▶ TEXTE PRÉSENTÉ
========================================

Même David Serban-Shreiber, cité par Dr Boukaram, passe au tordeur. «II pensait que sa rémission était due à l'écoute de son corps, c'est de la confusion logique élémentaire. Si vous éternuez et que la lumière s'éteint, c'est un hasard, pas une «connexion avec l'univers».» L'homme est aujourd'hui décédé. «Il aurait omis de suivre ses propres principes, mais c'est une thèse non réfutable, il gagne des deux côtés. Ça nous ramène à la philosophie de Popper. Ce qui ne peut être démontré faux n'a aucune valeur scientifique. C'est dommage, mais il a tout simplement eu un cancer incurable. Comme bien d'autres.»

NDLR: Précision Dr Christian Boukaram



Le pouvoir anticancer des émotions : un ouvrage à mille lieux de la pensée magique

Ceux qui ont lu Le pouvoir anticancer des émotions le savent: ce livre ne parle pas de pensée magique ni ne propose de cure-miracle. Il prône plutôt un réalisme face à la mort et à la maladie. Il traite non seulement des émotions, mais aussi de la connexion corps-esprit et de la conscience. Il est en concordance avec un virage important au sein de l'oncologie : l'oncologie intégrative. Cette approche s'intéresse au traitement médical du cancer, mais aussi au «terrain» de la maladie et, par conséquent, à la prévention, ainsi qu'à la vie après le traitement. L'intention du livre est d'apporter une perspective nouvelle en regard des dernières découvertes scientifiques, qui démontrent que les gènes ne sont pas notre destin et que l'ADN interagit avec l'état mental.

Une multitude d'études récentes démontre qu'on ne peut plus uniquement faire la guerre aux cellules cancéreuses sans tenir compte de l'environnement dans lequel elles évoluent. Cet environnement comprend la souffrance psychique et ses médiateurs chimiques. Ceux qui s'attardent aux anciennes études négatives (soit celles n'ayant pas réussi à prouver ce lien) négligent l'importante quantité d'études positives, dont une méta-analyse récente, ainsi qu'une toute nouvelle étude de l'université de l'Ohio, menée sur une période de 11 ans, démontrant que les thérapies de soutien psychologique peuvent augmenter la durée de survie des patients atteints de cancer et réduire les risques de récidives. Le neuropsychiatre David Servan-Schreiber, qui prônait une approche intégrative, a «défié» ses statistiques médicales alors qu'il était atteint d'un cancer fulgurant: il a vécu 3 fois plus longtemps que la médiane des patients dans sa situation.

Si ces récentes découvertes nous ouvrent de nouvelles voies très prometteuses, insistons toutefois sur quelques points importants:

1. Le cancer est une maladie complexe et multifactorielle. Le cancer n'est pas une maladie psychologique et le «stress» n'est pas la cause du cancer.

========================================

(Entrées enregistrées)
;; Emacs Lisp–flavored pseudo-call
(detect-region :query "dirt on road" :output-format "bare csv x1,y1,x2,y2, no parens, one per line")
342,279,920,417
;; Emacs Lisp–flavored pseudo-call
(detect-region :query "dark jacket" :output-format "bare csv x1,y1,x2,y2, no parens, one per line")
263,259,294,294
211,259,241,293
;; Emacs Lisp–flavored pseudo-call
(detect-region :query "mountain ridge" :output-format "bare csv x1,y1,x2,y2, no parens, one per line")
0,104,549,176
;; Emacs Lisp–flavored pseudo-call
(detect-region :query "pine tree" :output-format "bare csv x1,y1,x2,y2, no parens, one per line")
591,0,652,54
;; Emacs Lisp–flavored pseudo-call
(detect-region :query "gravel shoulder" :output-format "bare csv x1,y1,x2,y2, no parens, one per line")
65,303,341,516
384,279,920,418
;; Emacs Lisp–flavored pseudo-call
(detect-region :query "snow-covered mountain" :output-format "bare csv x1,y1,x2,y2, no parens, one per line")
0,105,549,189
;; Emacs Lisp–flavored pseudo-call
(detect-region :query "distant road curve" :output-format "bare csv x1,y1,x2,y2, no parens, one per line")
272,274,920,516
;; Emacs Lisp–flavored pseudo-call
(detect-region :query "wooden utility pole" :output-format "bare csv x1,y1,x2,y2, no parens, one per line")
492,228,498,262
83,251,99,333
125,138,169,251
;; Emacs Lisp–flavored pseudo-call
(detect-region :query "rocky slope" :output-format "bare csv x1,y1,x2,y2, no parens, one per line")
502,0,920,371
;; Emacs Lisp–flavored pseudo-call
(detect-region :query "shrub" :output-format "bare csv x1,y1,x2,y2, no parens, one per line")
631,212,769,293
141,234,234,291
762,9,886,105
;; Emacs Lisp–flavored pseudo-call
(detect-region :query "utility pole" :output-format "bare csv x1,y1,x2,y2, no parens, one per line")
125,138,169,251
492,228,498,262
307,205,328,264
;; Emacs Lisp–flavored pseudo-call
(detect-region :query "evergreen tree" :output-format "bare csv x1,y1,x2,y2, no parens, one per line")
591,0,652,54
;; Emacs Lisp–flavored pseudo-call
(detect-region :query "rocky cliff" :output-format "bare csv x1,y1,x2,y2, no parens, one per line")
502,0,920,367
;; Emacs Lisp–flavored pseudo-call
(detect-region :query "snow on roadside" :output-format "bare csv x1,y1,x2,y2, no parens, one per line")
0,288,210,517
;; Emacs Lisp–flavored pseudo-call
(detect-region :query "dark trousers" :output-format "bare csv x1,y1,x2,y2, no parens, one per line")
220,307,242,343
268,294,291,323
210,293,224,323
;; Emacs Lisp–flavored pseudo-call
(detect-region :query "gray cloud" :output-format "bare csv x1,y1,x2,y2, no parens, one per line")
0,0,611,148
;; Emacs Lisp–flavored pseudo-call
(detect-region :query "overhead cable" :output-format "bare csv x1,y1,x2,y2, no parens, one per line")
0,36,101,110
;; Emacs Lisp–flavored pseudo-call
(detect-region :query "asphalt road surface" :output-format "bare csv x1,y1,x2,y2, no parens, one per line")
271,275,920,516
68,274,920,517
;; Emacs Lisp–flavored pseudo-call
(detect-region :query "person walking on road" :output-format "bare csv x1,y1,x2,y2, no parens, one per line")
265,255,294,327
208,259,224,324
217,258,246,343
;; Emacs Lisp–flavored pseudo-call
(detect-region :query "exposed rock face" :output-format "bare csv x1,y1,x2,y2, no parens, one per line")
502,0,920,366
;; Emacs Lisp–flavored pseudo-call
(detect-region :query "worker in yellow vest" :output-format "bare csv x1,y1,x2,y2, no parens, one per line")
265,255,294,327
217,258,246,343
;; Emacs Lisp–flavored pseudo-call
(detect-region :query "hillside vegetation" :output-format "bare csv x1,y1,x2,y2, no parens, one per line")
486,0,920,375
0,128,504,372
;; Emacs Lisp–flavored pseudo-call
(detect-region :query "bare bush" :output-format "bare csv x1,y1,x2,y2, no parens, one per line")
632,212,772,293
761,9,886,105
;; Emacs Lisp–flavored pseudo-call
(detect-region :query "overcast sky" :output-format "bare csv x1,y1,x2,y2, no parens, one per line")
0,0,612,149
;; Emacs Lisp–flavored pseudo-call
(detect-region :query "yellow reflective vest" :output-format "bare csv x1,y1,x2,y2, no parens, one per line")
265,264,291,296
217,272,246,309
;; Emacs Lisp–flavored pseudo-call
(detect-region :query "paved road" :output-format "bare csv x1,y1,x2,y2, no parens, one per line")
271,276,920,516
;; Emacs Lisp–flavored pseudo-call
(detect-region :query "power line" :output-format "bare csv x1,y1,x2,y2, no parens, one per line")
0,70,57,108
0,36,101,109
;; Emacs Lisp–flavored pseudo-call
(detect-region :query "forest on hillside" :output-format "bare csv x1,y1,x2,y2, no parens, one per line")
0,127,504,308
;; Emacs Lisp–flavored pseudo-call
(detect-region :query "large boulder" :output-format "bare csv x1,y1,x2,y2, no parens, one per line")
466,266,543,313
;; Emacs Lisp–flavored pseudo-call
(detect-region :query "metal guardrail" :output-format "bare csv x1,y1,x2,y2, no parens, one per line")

========================================

▶ À VOUS
D'après le paragraphe du texte présenté qui commence par « Ceux qui ont lu », à quoi s'intéresse l'oncologie intégrative ? Relevez tous les éléments.

▶ CORRIGÉ DÉTAILLÉ
- le traitement médical du cancer
- le « terrain » de la maladie
- la prévention
- la vie après le traitement